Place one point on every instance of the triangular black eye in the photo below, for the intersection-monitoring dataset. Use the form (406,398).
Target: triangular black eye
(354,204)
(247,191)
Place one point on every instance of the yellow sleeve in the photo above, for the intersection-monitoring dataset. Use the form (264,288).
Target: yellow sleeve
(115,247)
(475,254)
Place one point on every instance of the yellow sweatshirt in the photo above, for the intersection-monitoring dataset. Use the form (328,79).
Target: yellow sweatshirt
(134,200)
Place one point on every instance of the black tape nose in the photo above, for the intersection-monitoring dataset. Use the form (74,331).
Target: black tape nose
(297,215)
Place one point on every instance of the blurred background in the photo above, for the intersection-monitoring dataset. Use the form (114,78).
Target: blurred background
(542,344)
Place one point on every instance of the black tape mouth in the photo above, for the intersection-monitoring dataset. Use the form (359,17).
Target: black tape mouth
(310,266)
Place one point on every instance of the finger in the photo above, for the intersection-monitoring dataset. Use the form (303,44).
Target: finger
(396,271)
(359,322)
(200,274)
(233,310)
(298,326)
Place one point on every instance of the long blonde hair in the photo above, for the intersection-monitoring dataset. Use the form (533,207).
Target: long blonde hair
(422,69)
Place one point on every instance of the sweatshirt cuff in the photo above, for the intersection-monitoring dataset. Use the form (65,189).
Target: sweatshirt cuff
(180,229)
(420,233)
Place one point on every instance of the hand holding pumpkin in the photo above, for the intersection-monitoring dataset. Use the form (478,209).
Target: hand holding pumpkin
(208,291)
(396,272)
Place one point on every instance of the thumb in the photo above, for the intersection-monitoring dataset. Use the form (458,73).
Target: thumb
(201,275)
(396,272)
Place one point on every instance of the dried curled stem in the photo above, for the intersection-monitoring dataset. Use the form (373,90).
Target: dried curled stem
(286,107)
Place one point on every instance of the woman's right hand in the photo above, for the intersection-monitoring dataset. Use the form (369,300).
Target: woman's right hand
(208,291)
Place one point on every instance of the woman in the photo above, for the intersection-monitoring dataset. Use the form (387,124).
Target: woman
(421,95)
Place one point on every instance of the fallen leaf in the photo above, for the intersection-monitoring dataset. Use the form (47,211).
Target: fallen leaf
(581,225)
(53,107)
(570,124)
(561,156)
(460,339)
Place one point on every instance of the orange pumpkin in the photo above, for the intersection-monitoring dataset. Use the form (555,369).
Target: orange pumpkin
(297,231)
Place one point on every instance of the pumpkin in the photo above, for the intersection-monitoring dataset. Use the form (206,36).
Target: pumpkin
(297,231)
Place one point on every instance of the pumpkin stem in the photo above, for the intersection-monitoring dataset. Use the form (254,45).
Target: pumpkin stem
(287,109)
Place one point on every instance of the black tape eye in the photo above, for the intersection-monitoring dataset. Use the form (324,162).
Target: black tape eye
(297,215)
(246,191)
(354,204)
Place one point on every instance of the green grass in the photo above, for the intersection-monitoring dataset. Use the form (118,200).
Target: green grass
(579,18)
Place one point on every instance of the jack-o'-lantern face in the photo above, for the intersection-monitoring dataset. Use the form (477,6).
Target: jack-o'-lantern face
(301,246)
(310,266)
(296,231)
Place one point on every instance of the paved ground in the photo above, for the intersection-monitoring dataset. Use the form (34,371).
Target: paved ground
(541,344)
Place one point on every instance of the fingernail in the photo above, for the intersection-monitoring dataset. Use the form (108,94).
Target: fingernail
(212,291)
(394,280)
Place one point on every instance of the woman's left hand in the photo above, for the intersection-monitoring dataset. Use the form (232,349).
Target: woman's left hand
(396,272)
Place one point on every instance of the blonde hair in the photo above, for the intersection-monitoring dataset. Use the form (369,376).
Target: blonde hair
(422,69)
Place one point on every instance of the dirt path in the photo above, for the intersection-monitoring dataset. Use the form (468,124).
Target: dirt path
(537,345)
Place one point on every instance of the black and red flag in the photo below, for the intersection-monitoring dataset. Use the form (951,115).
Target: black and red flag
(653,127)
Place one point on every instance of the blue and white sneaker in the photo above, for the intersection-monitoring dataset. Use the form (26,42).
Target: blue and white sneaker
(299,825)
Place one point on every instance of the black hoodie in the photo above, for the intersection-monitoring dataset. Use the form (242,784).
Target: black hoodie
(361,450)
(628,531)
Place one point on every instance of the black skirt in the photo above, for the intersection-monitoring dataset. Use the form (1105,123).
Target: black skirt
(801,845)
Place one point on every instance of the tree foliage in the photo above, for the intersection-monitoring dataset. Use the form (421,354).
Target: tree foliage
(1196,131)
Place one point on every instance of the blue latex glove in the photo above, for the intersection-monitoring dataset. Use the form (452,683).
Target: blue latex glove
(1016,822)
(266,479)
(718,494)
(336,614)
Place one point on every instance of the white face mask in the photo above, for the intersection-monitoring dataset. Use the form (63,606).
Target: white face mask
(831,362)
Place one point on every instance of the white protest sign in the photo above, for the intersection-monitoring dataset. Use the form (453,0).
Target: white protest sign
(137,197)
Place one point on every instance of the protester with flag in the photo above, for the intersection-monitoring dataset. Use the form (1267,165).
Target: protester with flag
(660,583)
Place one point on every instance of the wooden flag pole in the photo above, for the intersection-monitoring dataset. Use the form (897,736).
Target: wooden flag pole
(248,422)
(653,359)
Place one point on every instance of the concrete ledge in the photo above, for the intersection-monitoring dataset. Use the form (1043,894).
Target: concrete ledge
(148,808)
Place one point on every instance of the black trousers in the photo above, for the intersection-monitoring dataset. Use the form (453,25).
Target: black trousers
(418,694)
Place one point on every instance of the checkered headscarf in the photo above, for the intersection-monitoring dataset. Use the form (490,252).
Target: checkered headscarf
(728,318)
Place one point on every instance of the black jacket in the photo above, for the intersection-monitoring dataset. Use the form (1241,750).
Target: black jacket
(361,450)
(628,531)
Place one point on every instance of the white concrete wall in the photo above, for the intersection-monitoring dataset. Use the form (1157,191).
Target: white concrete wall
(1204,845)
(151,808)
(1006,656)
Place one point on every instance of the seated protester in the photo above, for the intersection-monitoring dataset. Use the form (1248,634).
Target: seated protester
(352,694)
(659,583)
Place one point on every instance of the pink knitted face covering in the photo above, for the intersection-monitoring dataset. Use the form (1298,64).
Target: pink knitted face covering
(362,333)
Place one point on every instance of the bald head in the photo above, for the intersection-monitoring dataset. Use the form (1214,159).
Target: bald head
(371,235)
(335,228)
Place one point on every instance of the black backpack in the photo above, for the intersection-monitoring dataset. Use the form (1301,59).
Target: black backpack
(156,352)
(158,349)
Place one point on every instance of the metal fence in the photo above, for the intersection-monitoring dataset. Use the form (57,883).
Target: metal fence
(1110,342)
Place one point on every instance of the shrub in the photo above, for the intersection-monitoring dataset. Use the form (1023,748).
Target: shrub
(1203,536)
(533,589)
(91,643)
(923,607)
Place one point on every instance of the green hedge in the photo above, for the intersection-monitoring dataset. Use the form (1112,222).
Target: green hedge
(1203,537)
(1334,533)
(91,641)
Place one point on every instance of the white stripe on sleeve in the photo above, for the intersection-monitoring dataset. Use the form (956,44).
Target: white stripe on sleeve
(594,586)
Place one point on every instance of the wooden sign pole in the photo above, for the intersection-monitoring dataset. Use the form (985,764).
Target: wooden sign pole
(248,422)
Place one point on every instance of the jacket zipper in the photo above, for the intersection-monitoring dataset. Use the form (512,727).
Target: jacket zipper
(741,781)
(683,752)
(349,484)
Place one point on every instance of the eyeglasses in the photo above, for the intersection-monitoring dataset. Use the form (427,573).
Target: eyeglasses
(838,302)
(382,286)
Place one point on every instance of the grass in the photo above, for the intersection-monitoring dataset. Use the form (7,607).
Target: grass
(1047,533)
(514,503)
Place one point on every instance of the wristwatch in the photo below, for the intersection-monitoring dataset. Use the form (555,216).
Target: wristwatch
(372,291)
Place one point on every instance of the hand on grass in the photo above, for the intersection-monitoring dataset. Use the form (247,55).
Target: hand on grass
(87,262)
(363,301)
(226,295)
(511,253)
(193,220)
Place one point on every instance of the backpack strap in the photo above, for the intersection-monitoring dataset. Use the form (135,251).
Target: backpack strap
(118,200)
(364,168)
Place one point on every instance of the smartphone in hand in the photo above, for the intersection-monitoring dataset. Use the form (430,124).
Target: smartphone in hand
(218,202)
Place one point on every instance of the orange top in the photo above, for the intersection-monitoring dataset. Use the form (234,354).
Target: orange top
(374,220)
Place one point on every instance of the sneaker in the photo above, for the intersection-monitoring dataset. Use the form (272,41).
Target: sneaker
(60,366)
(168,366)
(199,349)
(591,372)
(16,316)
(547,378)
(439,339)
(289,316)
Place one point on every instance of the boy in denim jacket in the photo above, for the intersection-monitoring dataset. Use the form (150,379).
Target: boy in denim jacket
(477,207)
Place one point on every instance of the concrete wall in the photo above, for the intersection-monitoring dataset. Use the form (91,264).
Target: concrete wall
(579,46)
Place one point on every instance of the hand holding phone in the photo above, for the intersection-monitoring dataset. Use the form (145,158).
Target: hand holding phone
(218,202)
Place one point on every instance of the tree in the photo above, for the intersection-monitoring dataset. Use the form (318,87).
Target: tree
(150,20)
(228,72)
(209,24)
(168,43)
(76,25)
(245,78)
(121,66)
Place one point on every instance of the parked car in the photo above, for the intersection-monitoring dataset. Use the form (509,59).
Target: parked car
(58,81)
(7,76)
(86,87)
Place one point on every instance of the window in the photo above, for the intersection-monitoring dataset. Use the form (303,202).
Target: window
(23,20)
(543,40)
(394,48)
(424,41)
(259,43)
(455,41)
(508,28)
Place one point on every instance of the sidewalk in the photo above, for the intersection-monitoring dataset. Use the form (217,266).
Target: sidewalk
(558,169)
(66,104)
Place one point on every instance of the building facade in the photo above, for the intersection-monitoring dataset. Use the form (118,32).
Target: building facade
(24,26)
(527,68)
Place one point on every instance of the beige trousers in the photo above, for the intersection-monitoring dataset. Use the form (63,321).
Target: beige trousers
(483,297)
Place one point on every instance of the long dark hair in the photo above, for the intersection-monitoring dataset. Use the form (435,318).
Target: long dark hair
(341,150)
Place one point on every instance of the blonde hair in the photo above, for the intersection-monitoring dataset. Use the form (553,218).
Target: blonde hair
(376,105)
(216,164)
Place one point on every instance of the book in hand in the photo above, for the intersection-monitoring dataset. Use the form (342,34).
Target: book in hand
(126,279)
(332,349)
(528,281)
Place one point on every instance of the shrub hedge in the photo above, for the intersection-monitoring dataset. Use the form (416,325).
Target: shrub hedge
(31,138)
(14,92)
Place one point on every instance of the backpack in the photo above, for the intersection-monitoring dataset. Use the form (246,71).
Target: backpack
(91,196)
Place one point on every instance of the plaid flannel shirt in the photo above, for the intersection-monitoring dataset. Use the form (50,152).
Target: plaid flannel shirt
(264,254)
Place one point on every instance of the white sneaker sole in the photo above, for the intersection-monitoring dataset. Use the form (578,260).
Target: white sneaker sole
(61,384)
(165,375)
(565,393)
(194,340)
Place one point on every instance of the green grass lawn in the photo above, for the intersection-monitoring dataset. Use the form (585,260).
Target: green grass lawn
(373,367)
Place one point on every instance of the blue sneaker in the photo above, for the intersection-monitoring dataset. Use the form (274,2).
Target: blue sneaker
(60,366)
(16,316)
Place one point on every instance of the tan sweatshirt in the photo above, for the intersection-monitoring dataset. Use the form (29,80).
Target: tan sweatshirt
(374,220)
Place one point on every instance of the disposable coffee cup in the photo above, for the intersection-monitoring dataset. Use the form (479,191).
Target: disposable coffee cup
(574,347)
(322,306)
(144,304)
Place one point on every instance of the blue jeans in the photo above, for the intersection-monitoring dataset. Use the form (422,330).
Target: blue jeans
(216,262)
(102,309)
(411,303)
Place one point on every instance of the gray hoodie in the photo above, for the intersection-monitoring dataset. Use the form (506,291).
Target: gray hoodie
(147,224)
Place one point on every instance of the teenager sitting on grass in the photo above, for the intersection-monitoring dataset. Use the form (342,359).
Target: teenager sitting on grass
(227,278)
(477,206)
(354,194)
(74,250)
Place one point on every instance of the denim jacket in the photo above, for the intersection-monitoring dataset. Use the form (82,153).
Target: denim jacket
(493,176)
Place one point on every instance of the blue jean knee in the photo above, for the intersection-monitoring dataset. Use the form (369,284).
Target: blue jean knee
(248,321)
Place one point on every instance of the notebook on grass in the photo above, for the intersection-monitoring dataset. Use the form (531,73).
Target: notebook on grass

• [PROBLEM TO WORK ON]: Using the data above, return every line that contains the string "notebook".

• [WRITTEN ANSWER]:
Place one point on every instance of the notebook on grass in the photo above, for the intersection-monitoring dataset. Use the form (531,73).
Target: notebook on grass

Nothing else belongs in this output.